Log in to Moodle as a site administrator. Navigate to Site administration → Plugins → Activity modules → External tool → Manage tools. Click "configure a tool manually" at the bottom of the page.

2

Enter basic tool details

Set the Tool name to "Interakly" (or your preferred display name). Paste the Tool URL from the Interakly LTI settings page. Set the LTI version to "LTI 1.3". Set the Public key type to "Keyset URL" and paste the JWKS URL.

3

Enter the initiation and redirection URLs

Paste the Login initiation URL into the "Initiate login URL" field. Paste the Redirection URI into the "Redirection URI(s)" field. These enable the OIDC authentication flow that LTI 1.3 requires.

4

Enable grade services

Under Services, set "IMS LTI Assignment and Grade Services" to "Use this service for grade sync and column management." This allows Interakly to send scores back to the Moodle gradebook when students complete interactive videos.

5

Save and copy platform details

Click "Save changes." Moodle will generate a set of platform-side values: Platform ID, Client ID, Public keyset URL, Access token URL, and Authentication request URL. Copy these values and enter them back into the Interakly LTI Platform Manager to complete the two-way registration.

Moodle's LTI 1.3 implementation uses a two-way registration. After you save the tool in Moodle, you must copy Moodle's generated Platform ID, Client ID, and endpoints back into Interakly to complete the handshake. This is different from LTI 1.1, which used a simple shared secret.

Once registration is complete, Interakly appears as a preconfigured external tool available to all instructors across the Moodle instance. Individual instructors can now add it to their courses without any further admin involvement.

Creating graded activities

With LTI configured, instructors can create interactive video activities that grade automatically. Students see them as standard Moodle activities in their course — the fact that they launch an external tool is transparent.

1

Add an External Tool activity

In your Moodle course, turn on editing mode. Click "Add an activity or resource" in the relevant section and select "External Tool." Give the activity a name (e.g., "Week 3: Cell Division — Interactive Video").

2

Select the preconfigured tool

In the "Preconfigured tool" dropdown, select "Interakly." If deep linking is configured, click "Select content" to browse your interactive videos and pick one directly. Otherwise, paste the specific launch URL from the Interakly editor.

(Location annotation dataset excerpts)
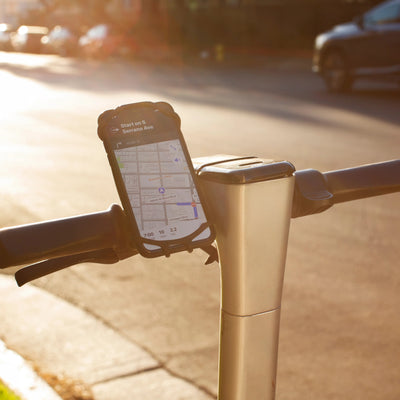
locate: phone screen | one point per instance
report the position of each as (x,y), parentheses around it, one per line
(158,182)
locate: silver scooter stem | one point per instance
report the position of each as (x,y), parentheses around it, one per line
(250,202)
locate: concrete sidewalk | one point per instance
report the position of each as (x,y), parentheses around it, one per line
(63,340)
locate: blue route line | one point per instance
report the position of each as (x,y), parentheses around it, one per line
(196,214)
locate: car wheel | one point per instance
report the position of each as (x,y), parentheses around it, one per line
(335,72)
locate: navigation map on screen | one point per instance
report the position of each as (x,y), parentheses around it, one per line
(161,191)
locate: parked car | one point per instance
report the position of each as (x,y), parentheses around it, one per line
(60,40)
(5,37)
(103,41)
(369,47)
(28,38)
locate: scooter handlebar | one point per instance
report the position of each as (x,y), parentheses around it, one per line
(64,237)
(315,191)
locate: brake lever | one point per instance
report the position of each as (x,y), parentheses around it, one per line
(46,267)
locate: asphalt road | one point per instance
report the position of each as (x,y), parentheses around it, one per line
(340,325)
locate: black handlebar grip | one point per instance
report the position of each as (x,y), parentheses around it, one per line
(34,242)
(365,181)
(316,192)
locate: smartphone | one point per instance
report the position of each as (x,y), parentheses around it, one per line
(155,179)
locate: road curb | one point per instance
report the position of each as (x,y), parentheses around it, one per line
(65,340)
(19,376)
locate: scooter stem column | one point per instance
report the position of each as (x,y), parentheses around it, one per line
(250,202)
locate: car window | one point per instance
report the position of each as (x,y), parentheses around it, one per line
(98,32)
(386,14)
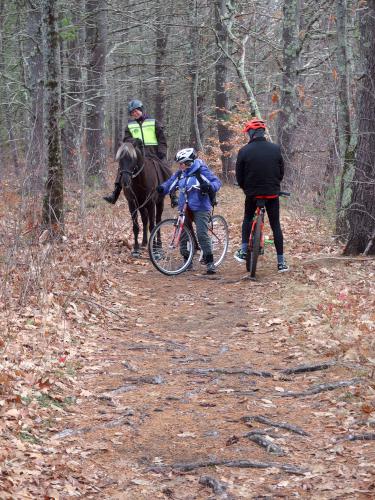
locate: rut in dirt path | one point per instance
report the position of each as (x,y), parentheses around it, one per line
(210,375)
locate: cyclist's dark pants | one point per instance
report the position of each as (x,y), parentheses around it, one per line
(273,212)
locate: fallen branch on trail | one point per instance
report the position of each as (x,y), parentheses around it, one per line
(71,296)
(279,425)
(308,368)
(336,257)
(316,389)
(228,371)
(367,436)
(242,464)
(217,487)
(266,443)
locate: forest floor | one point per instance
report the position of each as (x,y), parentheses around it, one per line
(119,382)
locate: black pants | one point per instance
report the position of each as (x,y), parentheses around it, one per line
(273,212)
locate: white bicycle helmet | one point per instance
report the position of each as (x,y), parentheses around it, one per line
(185,155)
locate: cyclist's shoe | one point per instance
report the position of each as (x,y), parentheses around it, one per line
(211,269)
(283,267)
(174,201)
(240,255)
(190,266)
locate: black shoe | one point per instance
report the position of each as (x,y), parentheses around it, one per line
(111,198)
(211,269)
(174,201)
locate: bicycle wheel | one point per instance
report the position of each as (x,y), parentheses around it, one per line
(170,253)
(254,249)
(219,234)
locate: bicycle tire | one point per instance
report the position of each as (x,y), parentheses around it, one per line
(168,258)
(253,252)
(219,234)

- [Challenges]:
(1) In the Moodle LTI setup instructions, what did LTI 1.1 use in place of the two-way registration?
(2) Carry on the Moodle LTI setup instructions from the point at which they end.

- [Answers per task]:
(1) LTI 1.1 used a simple shared secret.

(2)
3

Configure grade settings

Under the "Grade" section, set the Grade type to "Point" and enter the Maximum grade. This should match the total points available in your interactive video. For example, if your video has five questions worth 2 points each, set the maximum grade to 10.

4

Set activity completion

Under "Activity completion," choose "Show activity as complete when conditions are met" and select "Require grade." This ensures the activity is marked complete only when a student has actually finished the interactive video and received a score.

5

Save and return to course

Save the activity. It appears in the course section alongside other activities. When students click it, the interactive video launches directly within Moodle.

Match the Moodle activity's maximum grade to the total points in your Interakly video. Interakly sends scores as a decimal between 0 and 1, and Moodle multiplies this by the maximum grade. If your video is worth 10 points internally and the Moodle activity maximum is 10, the math works out directly.

Grade passback configuration

Grade passback is what makes the LTI integration worth the setup effort. Here is how it works step by step:

  1. Student completes the video. After answering all graded interactions (or reaching the end of the video, depending on your completion trigger setting), the session is marked complete and a score is calculated.
  2. Score calculation. Interakly computes the score based on graded interactions only. Non-graded interactions like polls, info cards, and navigation elements are excluded. The score is expressed as a decimal from 0.0 to 1.0.
  3. Automatic grade delivery. Interakly sends the score to Moodle via the LTI Assignment and Grade Services (AGS) protocol. This happens immediately upon session completion — there is no manual step involved.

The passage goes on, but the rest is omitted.